#### PROVIDED RECORDS ####

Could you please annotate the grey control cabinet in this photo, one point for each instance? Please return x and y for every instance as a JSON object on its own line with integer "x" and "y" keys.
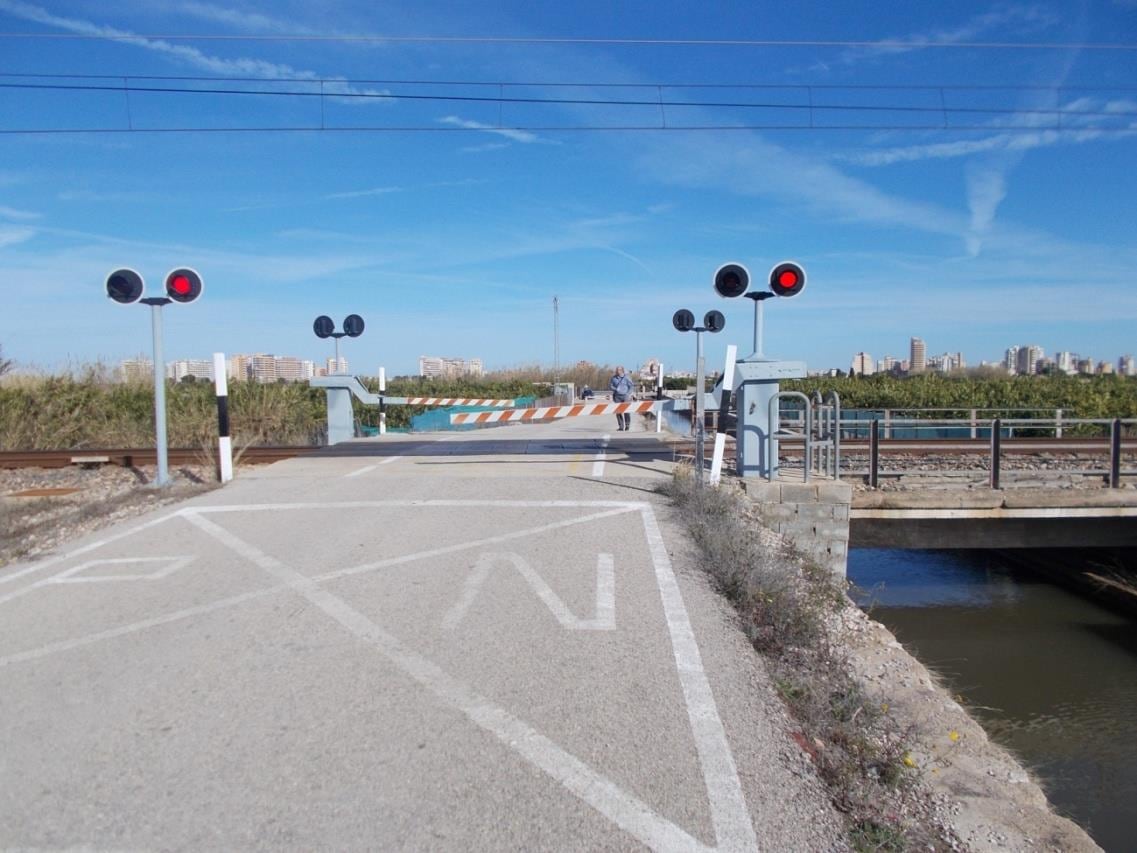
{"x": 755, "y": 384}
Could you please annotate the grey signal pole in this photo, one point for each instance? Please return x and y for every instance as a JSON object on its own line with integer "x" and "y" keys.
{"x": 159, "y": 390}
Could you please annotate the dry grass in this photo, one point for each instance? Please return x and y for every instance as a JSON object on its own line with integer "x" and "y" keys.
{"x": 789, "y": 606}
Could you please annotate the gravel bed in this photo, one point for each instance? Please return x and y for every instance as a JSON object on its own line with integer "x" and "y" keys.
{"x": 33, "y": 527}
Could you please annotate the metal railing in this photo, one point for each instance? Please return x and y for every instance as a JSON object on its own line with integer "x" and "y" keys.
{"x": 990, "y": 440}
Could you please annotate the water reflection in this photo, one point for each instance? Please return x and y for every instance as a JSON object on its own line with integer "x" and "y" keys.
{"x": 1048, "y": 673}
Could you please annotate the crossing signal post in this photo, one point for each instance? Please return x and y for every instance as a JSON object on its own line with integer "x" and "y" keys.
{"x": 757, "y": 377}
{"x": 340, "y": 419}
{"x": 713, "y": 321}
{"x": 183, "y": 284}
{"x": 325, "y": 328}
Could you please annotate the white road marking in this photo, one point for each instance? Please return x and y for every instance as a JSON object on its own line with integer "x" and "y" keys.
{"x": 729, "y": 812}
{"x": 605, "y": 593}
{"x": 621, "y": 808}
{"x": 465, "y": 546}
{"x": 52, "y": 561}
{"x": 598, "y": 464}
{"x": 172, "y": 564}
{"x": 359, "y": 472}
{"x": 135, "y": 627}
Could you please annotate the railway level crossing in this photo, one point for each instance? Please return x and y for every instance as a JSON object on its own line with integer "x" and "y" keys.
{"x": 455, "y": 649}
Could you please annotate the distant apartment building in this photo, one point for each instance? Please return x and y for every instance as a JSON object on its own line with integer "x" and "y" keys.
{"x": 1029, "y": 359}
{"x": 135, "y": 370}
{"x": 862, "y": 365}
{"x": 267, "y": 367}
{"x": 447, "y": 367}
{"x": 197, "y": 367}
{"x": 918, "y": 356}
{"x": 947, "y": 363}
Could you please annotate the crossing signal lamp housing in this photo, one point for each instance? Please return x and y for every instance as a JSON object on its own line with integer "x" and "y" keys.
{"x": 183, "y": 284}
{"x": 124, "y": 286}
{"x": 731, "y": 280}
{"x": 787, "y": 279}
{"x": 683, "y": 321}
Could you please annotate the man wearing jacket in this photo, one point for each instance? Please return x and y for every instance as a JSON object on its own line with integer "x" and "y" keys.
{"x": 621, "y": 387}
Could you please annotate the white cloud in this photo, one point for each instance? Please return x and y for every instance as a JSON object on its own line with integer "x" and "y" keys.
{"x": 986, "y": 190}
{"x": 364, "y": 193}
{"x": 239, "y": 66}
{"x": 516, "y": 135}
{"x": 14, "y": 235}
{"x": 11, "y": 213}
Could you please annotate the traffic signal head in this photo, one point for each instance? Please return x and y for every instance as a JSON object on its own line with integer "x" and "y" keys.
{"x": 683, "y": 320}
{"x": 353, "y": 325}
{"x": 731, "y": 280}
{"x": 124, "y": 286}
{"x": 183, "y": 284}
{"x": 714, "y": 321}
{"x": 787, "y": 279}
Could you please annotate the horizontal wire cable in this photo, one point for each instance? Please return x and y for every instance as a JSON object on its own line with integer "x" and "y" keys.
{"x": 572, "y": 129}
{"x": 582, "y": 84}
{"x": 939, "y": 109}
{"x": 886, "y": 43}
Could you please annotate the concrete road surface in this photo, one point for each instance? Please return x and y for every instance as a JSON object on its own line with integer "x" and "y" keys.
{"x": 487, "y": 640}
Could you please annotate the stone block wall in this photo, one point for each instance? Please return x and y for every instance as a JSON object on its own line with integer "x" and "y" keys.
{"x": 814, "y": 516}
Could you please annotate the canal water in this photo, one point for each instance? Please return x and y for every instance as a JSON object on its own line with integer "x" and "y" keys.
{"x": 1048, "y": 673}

####

ABOUT THIS TASK
A faithful, word-for-word copy of the data is needed; the pictures should not appear in it.

ANSWER TO THIS TASK
Could you please annotate the grey control cabinet in this photo, one point for each instance? Please return x and y for every instance as a JSON object on its own line with integer "x" and "y" keys.
{"x": 755, "y": 384}
Could you please annotate the grey signal pole in this photo, one point for each instance? Please return x and y for every instance as a JSON object on its own line with integer "x" and "y" keys.
{"x": 159, "y": 390}
Could you please annotate the dry grass in this photo, one point for each instance? Please return x and y for every instance as a JSON object on its own line with integer "x" and "y" keys.
{"x": 789, "y": 606}
Could you please annotate the gravel bed in this photo, one point for each instance? Please return x and y for every instance as a JSON object on its own line with integer "x" and "y" keys.
{"x": 33, "y": 527}
Could you please annotate the metal railing in this photo, one point for each instance? Please return x and y for every instance as a JSON object on its own line with integer "x" and "y" keys.
{"x": 990, "y": 440}
Could you please annotate the water reflection in this photo, one point for each instance? Please return x and y for every instance as a JSON object on its own line with integer "x" and "y" keys.
{"x": 1048, "y": 673}
Could you please annotate the crossing signal post in this photo, one point for each instance? Please return x and y for every instance as a JSON object on its own line with integer "x" and "y" keys.
{"x": 757, "y": 377}
{"x": 340, "y": 419}
{"x": 713, "y": 321}
{"x": 183, "y": 284}
{"x": 325, "y": 328}
Could you please annotate the white road marking in this photo, one point for each instance? Please return x and y for every instance as a JSON object on its own line with integer "x" and "y" keys.
{"x": 729, "y": 812}
{"x": 605, "y": 593}
{"x": 621, "y": 808}
{"x": 465, "y": 546}
{"x": 52, "y": 561}
{"x": 598, "y": 464}
{"x": 172, "y": 564}
{"x": 359, "y": 472}
{"x": 135, "y": 627}
Could you please annotate the railway level crossing in this photo, one point for each instance? Please return x and y for every instance as a JSON object on its own line with integer "x" and "y" keys.
{"x": 455, "y": 649}
Could you please annotate the distant apartment building in this photo, one point for each instance? Please return x and y for every instance as a JSON object on its own line with integer "x" and "y" keys.
{"x": 1029, "y": 359}
{"x": 135, "y": 370}
{"x": 862, "y": 365}
{"x": 267, "y": 367}
{"x": 447, "y": 367}
{"x": 197, "y": 367}
{"x": 918, "y": 356}
{"x": 947, "y": 363}
Could you please annotate the crossing signal lamp housing in this photo, one point for each instance? Please return x and y for every instance as a JSON object on its own line with integer "x" and "y" keys.
{"x": 183, "y": 284}
{"x": 124, "y": 286}
{"x": 731, "y": 280}
{"x": 787, "y": 279}
{"x": 683, "y": 321}
Could you please annotate the man wearing jacket in this photo, one point for each instance? Please return x and y for every instance as a JSON object on its own line with integer "x" and "y" keys.
{"x": 621, "y": 387}
Could you please annotate the white cloud in this photo, one point for each instance? Please return x and y for every instance as a JSON object on its own line with integer "x" and "y" keys.
{"x": 986, "y": 190}
{"x": 364, "y": 193}
{"x": 239, "y": 66}
{"x": 516, "y": 135}
{"x": 14, "y": 235}
{"x": 11, "y": 213}
Could you please annotate the traffic signal head in this photo, one point for each instance? Please return x and y for every instance as a JSON object on its own line with integer "x" and "y" keys.
{"x": 683, "y": 320}
{"x": 353, "y": 325}
{"x": 731, "y": 280}
{"x": 124, "y": 286}
{"x": 183, "y": 284}
{"x": 714, "y": 321}
{"x": 787, "y": 279}
Could you please annotate the horizontal wire cable in this photo, one point for each instance? Please return x and y for every instance as a JSON object on its own line with integer "x" and "y" keys.
{"x": 572, "y": 129}
{"x": 582, "y": 84}
{"x": 939, "y": 109}
{"x": 886, "y": 43}
Could you please annotate the concrete road surface in this photo, one point for each instance? Please return x and y for every instance as a JSON object on its own line with integer "x" and "y" keys.
{"x": 487, "y": 640}
Could you please annotate the stone block wall in this photo, one point for each instance? Please return x and y for every instance as a JSON object on its own line with integer "x" and "y" keys.
{"x": 814, "y": 516}
Could you please annotate the canal water in this photo, one point for each instance? Please return x and y for every instance as a JSON object on its own line with integer "x" and "y" keys.
{"x": 1048, "y": 673}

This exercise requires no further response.